* START Page excerpt *
My history with Joseph Kahn is an odd one.
So when we spoke on Saturday about the top-secret project he's been working on since I saw him last summer at Comic-Con, I was aware how strange it is that Kahn would trust me with this secret. It is a testament to the way a real conversation with someone can change a relationship entirely, because by all rights, he shouldn't have anything at all to say to me. After all, I was rude to him about his first film “Torque.” I didn't review the film, but I did find a way to make sure to take a cheap shot at him at the end of the year.
In his second feature, “Detention,” Kahn sneaks in a few sideways digs at film critics, but the damnedest thing happened: I enjoyed the film when I saw it at SXSW and I gave it a good review. And suddenly we had no idea what to think of one another. It's so easy to assume something is antagonistic if you never talk to each other, and one we did, it was pretty clear that we had no real reason to continue behaving like that.
* END Page excerpt *
* START Entries provided *
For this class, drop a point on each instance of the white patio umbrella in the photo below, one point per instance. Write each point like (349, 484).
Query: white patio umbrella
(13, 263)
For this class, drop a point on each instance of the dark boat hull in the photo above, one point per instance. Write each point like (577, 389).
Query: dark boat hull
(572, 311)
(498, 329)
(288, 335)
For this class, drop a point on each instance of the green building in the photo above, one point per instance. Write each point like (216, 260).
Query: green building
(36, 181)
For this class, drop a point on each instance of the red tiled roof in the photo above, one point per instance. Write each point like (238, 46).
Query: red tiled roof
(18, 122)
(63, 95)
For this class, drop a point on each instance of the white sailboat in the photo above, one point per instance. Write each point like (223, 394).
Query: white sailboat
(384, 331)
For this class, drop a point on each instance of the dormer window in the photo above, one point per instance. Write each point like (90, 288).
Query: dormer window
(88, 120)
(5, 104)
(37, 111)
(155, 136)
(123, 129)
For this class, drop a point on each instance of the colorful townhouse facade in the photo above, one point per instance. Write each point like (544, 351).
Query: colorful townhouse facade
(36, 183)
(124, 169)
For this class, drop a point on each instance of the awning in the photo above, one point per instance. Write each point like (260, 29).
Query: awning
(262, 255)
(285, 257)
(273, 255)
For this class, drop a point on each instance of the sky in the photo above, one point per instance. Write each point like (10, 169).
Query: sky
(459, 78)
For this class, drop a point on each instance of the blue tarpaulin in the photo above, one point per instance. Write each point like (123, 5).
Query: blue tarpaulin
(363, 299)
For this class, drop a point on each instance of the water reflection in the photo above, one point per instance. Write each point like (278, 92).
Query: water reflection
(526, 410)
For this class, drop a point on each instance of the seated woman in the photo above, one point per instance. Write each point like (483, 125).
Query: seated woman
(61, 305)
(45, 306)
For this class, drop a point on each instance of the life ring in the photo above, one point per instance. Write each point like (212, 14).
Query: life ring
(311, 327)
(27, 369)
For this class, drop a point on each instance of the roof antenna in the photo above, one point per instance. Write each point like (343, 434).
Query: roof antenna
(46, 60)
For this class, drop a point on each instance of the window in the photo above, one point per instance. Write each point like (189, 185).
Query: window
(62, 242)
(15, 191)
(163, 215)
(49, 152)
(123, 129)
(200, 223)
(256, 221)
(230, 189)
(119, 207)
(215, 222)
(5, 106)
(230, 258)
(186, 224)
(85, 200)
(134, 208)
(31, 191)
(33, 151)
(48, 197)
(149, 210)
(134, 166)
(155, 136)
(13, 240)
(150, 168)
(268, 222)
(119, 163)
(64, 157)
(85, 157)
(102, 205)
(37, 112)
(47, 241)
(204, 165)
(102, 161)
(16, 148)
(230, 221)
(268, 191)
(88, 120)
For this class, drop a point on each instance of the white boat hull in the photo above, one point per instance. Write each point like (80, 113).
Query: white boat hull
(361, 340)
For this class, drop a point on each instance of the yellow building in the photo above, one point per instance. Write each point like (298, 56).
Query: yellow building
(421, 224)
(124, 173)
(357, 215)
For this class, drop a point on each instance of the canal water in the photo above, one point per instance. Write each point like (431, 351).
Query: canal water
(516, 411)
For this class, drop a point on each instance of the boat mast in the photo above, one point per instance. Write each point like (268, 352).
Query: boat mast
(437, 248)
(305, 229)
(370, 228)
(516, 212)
* END Entries provided *
* _Given request 1_: Retype the Joseph Kahn passage in full, with no changes.
* _Given request 2_: Rewrite only the entries from the line holding "like (189, 185)." through the last entry, inclusive. Replace "drop" with "place" and keep everything else the same.

* _Exercise output 1_:
My history with Joseph Kahn is an odd one.
So when we spoke on Saturday about the top-secret project he's been working on since I saw him last summer at Comic-Con, I was aware how strange it is that Kahn would trust me with this secret. It is a testament to the way a real conversation with someone can change a relationship entirely, because by all rights, he shouldn't have anything at all to say to me. After all, I was rude to him about his first film “Torque.” I didn't review the film, but I did find a way to make sure to take a cheap shot at him at the end of the year.
In his second feature, “Detention,” Kahn sneaks in a few sideways digs at film critics, but the damnedest thing happened: I enjoyed the film when I saw it at SXSW and I gave it a good review. And suddenly we had no idea what to think of one another. It's so easy to assume something is antagonistic if you never talk to each other, and one we did, it was pretty clear that we had no real reason to continue behaving like that.

* _Exercise output 2_:
For this class, place a point on each instance of the window in the photo above, one point per instance. Write each point like (189, 185).
Query: window
(62, 242)
(15, 191)
(163, 215)
(49, 152)
(123, 129)
(200, 223)
(256, 221)
(230, 189)
(119, 207)
(215, 222)
(5, 106)
(230, 258)
(186, 224)
(85, 200)
(134, 208)
(31, 191)
(33, 151)
(48, 197)
(149, 210)
(134, 166)
(155, 136)
(13, 240)
(150, 168)
(268, 222)
(119, 163)
(64, 157)
(85, 157)
(102, 205)
(37, 112)
(47, 241)
(204, 165)
(102, 161)
(16, 148)
(230, 221)
(268, 191)
(88, 120)
For this class, place a point on each instance of the white boat hull in the photo above, one point per instance. Write each point like (80, 113).
Query: white boat hull
(361, 340)
For this class, place a point on each instance of the yellow building in the photo above, one point per instance. Write each point like (298, 56).
Query: yellow building
(421, 224)
(124, 173)
(357, 215)
For this class, place a point on each instance of the canal water in the photo above, one point per instance. Write each point like (431, 351).
Query: canal water
(516, 411)
For this class, place a point on each instance of the boat mast in the photo above, one point per instance. Write each point like (268, 352).
Query: boat mast
(437, 248)
(305, 229)
(370, 228)
(516, 212)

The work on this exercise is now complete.